■ **Short exercise**: Rewrite the entries from the line containing "I need you to find where the small" through the end of the entries, replacing "blurred background" with "distant background" and leaving everything else unchanged.

■ **Records to process**:

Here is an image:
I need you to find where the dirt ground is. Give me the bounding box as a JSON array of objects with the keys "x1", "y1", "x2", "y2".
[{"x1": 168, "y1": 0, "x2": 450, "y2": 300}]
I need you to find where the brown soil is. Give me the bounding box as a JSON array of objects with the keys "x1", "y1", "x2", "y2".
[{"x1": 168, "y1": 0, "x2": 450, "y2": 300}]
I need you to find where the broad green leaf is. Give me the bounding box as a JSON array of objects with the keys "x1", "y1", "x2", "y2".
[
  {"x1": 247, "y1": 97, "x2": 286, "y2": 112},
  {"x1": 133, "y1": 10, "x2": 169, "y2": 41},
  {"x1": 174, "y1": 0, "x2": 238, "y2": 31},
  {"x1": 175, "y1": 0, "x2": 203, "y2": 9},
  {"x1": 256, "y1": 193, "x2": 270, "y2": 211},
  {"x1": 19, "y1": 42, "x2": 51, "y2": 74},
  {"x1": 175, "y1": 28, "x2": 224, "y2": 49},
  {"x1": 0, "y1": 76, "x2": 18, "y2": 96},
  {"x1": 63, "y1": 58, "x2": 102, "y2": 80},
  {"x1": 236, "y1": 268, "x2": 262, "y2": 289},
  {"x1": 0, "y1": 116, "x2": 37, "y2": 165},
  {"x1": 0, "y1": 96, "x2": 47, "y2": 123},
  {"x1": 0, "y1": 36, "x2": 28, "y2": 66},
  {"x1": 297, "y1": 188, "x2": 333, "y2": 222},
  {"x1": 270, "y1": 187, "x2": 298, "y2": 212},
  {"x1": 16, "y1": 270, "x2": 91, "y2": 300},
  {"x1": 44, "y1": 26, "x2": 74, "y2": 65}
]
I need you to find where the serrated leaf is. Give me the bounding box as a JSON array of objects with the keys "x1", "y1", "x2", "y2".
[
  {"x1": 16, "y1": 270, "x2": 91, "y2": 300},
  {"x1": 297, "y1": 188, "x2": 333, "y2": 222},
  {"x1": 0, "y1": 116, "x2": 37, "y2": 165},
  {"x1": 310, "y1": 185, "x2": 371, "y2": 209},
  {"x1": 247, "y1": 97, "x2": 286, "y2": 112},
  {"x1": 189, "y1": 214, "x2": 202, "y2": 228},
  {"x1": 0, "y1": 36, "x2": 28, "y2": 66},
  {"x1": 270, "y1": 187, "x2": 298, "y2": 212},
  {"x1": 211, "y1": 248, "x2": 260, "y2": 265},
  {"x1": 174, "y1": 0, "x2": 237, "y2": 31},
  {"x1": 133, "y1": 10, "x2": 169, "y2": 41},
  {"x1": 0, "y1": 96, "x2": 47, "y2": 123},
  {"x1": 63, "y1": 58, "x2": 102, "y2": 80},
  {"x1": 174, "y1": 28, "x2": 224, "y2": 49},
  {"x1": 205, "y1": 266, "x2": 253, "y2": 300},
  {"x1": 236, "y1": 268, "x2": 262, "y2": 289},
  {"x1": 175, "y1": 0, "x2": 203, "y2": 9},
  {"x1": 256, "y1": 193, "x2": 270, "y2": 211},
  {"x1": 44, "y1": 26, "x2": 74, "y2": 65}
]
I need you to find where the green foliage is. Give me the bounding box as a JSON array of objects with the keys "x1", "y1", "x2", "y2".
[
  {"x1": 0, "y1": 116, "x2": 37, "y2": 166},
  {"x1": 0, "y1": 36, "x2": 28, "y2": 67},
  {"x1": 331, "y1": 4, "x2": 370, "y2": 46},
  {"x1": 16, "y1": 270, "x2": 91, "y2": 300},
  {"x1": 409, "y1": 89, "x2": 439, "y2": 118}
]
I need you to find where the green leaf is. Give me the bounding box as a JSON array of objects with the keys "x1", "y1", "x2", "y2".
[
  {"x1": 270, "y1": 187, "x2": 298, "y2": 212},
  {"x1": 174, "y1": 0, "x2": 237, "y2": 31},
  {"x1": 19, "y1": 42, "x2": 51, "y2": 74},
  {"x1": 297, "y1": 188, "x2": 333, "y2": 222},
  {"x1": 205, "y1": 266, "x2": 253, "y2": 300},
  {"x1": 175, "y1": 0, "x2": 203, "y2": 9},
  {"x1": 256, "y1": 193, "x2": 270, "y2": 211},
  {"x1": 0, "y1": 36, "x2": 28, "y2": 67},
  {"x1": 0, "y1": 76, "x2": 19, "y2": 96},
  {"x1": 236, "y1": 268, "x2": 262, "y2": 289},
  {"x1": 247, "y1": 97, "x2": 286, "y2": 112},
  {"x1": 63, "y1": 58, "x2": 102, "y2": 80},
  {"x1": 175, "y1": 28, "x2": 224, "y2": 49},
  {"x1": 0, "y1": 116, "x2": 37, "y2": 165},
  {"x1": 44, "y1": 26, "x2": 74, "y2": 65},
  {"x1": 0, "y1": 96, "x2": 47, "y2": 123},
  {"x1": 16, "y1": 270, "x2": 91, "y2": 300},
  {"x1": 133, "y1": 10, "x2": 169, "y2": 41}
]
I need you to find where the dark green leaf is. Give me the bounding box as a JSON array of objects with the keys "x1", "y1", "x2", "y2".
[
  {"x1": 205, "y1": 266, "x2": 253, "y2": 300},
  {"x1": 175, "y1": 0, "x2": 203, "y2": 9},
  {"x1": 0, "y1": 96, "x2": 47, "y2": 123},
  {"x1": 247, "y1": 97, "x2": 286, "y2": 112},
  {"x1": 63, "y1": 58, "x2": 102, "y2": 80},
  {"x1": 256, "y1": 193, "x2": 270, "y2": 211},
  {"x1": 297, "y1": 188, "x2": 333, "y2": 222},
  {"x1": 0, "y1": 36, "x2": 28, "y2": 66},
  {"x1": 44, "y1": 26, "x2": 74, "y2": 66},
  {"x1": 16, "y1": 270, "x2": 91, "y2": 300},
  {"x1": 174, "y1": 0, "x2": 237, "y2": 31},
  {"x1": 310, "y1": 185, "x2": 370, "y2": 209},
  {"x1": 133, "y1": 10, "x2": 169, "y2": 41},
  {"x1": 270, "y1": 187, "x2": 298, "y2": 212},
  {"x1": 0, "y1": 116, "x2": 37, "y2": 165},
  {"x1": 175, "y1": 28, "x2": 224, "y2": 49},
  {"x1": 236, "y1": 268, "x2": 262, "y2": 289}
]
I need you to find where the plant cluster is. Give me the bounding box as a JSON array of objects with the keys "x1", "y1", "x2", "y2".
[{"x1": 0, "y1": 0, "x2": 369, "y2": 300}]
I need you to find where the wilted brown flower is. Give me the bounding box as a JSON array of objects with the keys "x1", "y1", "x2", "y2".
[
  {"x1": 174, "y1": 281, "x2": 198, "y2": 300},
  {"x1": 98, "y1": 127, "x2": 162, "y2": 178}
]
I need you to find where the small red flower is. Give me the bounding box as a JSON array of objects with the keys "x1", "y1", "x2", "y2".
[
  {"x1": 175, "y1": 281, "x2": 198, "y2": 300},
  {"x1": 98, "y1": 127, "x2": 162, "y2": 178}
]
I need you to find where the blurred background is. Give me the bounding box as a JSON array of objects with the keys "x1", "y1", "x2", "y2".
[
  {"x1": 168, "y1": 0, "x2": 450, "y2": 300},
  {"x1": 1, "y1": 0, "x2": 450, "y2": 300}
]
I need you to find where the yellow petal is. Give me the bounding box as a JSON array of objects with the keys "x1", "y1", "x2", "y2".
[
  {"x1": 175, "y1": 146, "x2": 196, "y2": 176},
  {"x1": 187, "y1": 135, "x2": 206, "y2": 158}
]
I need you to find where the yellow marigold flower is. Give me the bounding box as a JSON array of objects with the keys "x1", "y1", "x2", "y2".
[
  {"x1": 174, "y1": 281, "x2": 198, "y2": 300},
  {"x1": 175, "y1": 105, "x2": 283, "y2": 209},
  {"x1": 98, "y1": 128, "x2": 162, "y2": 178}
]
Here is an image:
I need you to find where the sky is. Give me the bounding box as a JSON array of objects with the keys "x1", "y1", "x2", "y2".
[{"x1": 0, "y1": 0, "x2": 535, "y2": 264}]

■ **Answer to this problem**:
I need you to find where the small red flower is. Give me the bounding box as a JSON array of objects with the keys "x1", "y1", "x2", "y2".
[
  {"x1": 175, "y1": 281, "x2": 198, "y2": 300},
  {"x1": 98, "y1": 127, "x2": 162, "y2": 178}
]
I need you to find where the distant background is. Give me the bounding box as a JSON array of objects with the keys "x1", "y1", "x2", "y2".
[
  {"x1": 168, "y1": 0, "x2": 450, "y2": 300},
  {"x1": 1, "y1": 0, "x2": 450, "y2": 300}
]
I need you to find where the yellow petal is. Give me the bounding box as a JSON array of objects with the keys "x1", "y1", "x2", "y2".
[
  {"x1": 175, "y1": 146, "x2": 196, "y2": 176},
  {"x1": 187, "y1": 135, "x2": 206, "y2": 158}
]
I need you to find where the yellow marigold flower is. Give me the bounding box as a JSON array of objects with the keys "x1", "y1", "x2", "y2".
[
  {"x1": 174, "y1": 281, "x2": 198, "y2": 300},
  {"x1": 175, "y1": 105, "x2": 283, "y2": 209},
  {"x1": 98, "y1": 128, "x2": 162, "y2": 178}
]
Here is an image:
I need you to find where the sky is. Give me the bounding box as a JSON array of objects with the keys "x1", "y1", "x2", "y2".
[{"x1": 0, "y1": 0, "x2": 535, "y2": 264}]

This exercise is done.